* _TASK DETAILS_
The records below are to be transcribed exactly, with the pictures removed.

* _EXERCISE DATA_
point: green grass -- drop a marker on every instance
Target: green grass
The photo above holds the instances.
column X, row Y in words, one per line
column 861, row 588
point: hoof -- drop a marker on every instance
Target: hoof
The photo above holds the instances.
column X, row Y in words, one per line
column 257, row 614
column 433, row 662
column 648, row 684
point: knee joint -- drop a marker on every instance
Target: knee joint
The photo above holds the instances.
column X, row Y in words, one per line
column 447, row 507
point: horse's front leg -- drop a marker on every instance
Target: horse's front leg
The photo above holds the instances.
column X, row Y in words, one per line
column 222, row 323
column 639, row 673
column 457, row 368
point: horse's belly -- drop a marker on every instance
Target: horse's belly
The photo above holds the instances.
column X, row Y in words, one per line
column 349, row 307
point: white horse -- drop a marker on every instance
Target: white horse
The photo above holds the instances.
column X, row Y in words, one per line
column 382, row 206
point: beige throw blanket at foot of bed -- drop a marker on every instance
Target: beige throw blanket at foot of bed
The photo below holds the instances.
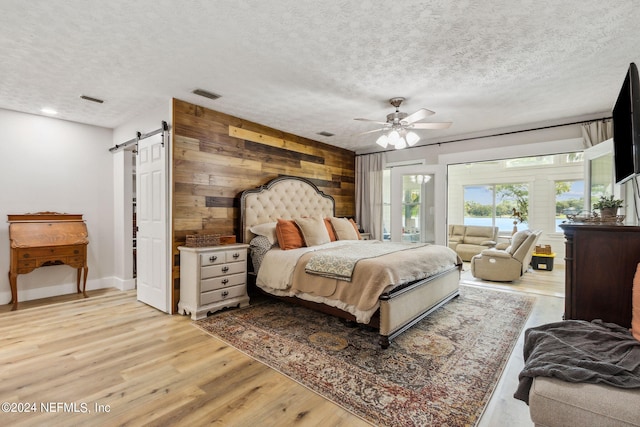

* _TASK SOLUTION_
point: green grass -- drop a marker on every instance
Target: green grass
The photo above holds the instances.
column X, row Y in words, one per line
column 861, row 588
point: hoof -- drop a marker on every instance
Target: hoof
The photo above holds the instances.
column X, row Y in words, one per line
column 257, row 614
column 433, row 662
column 648, row 684
point: knee joint -- drop a marker on every instance
Target: knee joint
The photo above holds the instances.
column X, row Y in words, one per line
column 447, row 507
point: horse's front leg -- drop a marker on every instance
Target: horse's front leg
The photo above holds the instances.
column X, row Y in words, one per line
column 222, row 323
column 639, row 673
column 457, row 368
point: horse's belly -- drop a marker on every instance
Target: horse's belly
The photo above holds the instances.
column X, row Y in words, one per line
column 349, row 307
point: white horse -- drop a marker on every instance
Target: white horse
The photo above holds the instances.
column X, row Y in words, one per line
column 382, row 206
point: beige throw blanket at foot of bed -- drop a marker on every instance
Target: beige throw blanket at foot of bed
The photo below holds the instances.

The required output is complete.